■ **TASKS AND EXERCISES**
[A] In the interview with Azhar Mahmood, which team did he score his first Test century against?
[B] Pick up the interview with Azhar Mahmood after its last sentence and carry it on for a paragraph or two.

■ **EXCERPTED TEXT**
--- BEGIN ---

Azhar Mahmood has played for numerous T20 teams around the globe © Getty Images
Azhar Mahmood has played for numerous T20 teams around the globe © Getty Images



By Saj Sadiq


Born in Rawalpindi, Azhar Mahmood played 21 Tests for Pakistan, scoring 900 runs and taking 39 wickets, as well as featuring in 143 One-Day Internationals (ODI), scoring 1521 runs and taking 123 wickets between 1996 and 2007. He began his Test career in 1997 on a high note, scoring a belligerent Test century against South Africa in Rawalpindi, later adding two more to his tally against the same opposition in 1998. He began his ODI career against India in 1996 and was later a part of the Pakistan side that reached the final of the 1999 World Cup in England. He played his last ODI in 2007, although the match is remembered more for Pakistan’s famous defeat to Ireland at the World Cup in the West Indies, which resulted in them crashing out of the tournament in the first round.


He has since become a prominent figure in domestic competitions around the World, including the Indian Premier League (IPL), Ram Slam T20, Big Bash League (BBL), Bangladesh Premier League (BPL), and Caribbean Premier League (CPL), where he has represented teams including Surrey, Lions, Auckland, Barbados Tridents, Barisal Burners, Dhaka Gladiators, Kent and Kings XI Punjab.


In an exclusive interview with, Azhar spoke at length about Pakistan’s performance in the recently concluded Asia Cup 2014, assessed the team’s chances in the ICC World T20 and expressed his concerns about the pace bowling attack as well as offering his services in a mentor role to help Pakistan before and during the T20 World Cup.


Excerpts from an interview: (PP): How would you rate Pakistan’s performance in the recently concluded Asia Cup 2014 in Bangladesh?


Azhar Mahmood (AM): Overall, I believe Pakistan did really well, especially in the batting department. In the last game, they were 18 for three and they recovered to score 260 in the end which is a big achievement. To be honest, I have not seen this type of a performance under such circumstances in the last six or seven years from any Pakistani side. It was great to see and one has to give credit to Moin Khan, as he was the coach of the side. In addition, it’s also important to note that we have someone like Zaheer Abbas who is there as a batting consultant and definitely someone the players can speak to and get some good advice based on his experience.


By far the biggest positive to come out of the Asia Cup was the comeback by Fawad Alam. I was really impressed by the way he batted and I am not speaking just about the final where he scored a hundred, but also his comeback game against Bangladesh where he made 74 and held the innings together. Misbah-ul-Haq, whilst taking a lot of criticism about playing slowly, has been doing this job for Pakistan for the last three-four years and it’s good to see Fawad help him in that role. In Fawad’s case, although he is not a big striker of the ball, he was rotating the strike which is his style of play and this made a big difference to the result against Bangladesh.

--- END ---

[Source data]
--- BEGIN ---

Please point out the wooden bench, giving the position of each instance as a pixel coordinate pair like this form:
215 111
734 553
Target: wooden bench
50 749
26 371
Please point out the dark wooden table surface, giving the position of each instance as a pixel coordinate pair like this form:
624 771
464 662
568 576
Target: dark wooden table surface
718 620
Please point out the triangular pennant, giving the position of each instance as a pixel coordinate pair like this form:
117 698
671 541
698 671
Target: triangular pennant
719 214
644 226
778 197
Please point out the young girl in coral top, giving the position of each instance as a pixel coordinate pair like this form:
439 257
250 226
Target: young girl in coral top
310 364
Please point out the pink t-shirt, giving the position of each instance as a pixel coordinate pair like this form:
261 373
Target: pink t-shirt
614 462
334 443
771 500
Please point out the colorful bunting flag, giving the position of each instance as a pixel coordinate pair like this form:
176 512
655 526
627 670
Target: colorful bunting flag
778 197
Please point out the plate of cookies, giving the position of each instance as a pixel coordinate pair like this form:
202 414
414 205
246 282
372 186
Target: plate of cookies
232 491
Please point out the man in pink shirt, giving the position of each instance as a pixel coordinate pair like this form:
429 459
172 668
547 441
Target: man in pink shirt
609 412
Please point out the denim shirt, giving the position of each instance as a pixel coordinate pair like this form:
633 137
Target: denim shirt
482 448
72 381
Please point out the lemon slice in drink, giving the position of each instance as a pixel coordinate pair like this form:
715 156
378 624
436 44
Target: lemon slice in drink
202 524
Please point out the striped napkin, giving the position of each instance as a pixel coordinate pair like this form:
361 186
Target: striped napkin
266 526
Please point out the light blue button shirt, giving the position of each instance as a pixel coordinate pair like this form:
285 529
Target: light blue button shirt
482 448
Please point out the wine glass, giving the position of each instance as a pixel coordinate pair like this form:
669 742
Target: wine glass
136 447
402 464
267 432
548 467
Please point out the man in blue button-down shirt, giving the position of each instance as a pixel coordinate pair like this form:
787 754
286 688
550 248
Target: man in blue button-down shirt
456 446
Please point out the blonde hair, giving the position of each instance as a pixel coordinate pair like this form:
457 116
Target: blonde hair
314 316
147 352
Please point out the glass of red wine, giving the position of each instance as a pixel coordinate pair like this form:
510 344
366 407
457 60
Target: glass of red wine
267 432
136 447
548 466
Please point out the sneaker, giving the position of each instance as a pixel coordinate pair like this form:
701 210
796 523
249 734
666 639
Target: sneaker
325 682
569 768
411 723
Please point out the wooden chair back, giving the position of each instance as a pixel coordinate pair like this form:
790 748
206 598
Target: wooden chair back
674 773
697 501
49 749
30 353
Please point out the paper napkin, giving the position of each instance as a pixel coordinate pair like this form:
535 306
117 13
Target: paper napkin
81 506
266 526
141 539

--- END ---

■ **RESULTS IN ORDER**
[A] South Africa, in Rawalpindi.

[B]
In terms of Pakistan’s bowling, everyone in the world says that we have a world class bowling attack. In the Asia Cup, we did appear to have a better attack than the other teams, but I don’t think our bowling is world class. One can say that we have bowlers in our attack who could be termed as world class but clearly, they are not in great form as we saw during the Asia Cup.


PP: You raise a good point about Pakistan’s bowling not being at its best at the moment. What are the reasons behind this and how does this look at Pakistan’s chances in major tournaments in the future?


AM: Let’s take the example of Umar Gul, who made a return to international cricket during the Asia Cup after recovering from injury. He did not bowl that well and his current form is not very good, which is a worry. On top of that, our management has another problem and I won’t put the blame on Misbah for this. It is simply the fact that we have played most of our recent cricket in the United Arab Emirates (UAE) where the pitches suit spin bowlers. As a result of this, our mentality is such that we have started to rely on three or four spinners per match whereas, historically, Pakistan’s main strength has been our fast bowling. Especially when you play in Asia, you do need fast bowlers to take wickets with the new ball at the beginning, and also towards the end of the innings when they come back to bowl using reverse swing.


Junaid Khan is a brilliant bowler but by the time he comes on to bowl with a ball that is not new, he is unable to swing it. I am in no way doubting Hafeez who has a great record with the ball but let’s look ahead at where we will play the ICC World Cup in 2015. I know that we have to play the World T20 in Bangladesh but, the 2015 World Cup will be played in Australia-New Zealand. So we do need to think about the proper use of our fast bowlers as we will not be able to play three spinners there! Let’s think about the long term and not the short term.


The management needs to plan ahead with an eye on 2015 to see how we can improve our performance and win the World Cup. Also, as I mentioned before, Umar Gul does not seem to be in good form on his return from injury. I didn’t see him bowl any of his trademark yorkers, in fact, I did not see any yorkers being bowled at the death by Pakistani bowlers at all.


PP: On the subject of yorkers, as you say, there was a real lack of them being bowled by Pakistani bowlers, which is strange for a bowling attack which historically boasted of the likes of Imran Khan, Wasim Akram and Waqar Younis as proponents of this art. What is the reason for this? Is it a lack of confidence or simply the absence of skills?


AM: I have to put that down to a lack of confidence. Our pace bowlers have been playing cricket for a while and I am sure they know how to bowl a yorker. So again, it’s possibly an issue of confidence but it may also be a case of lack of practice of bowling such deliveries. Another factor could be due to weakness in the body or simply a lack of fitness, as in the case of Umar Gul, who I saw bowl with a slight limp in the Asia Cup.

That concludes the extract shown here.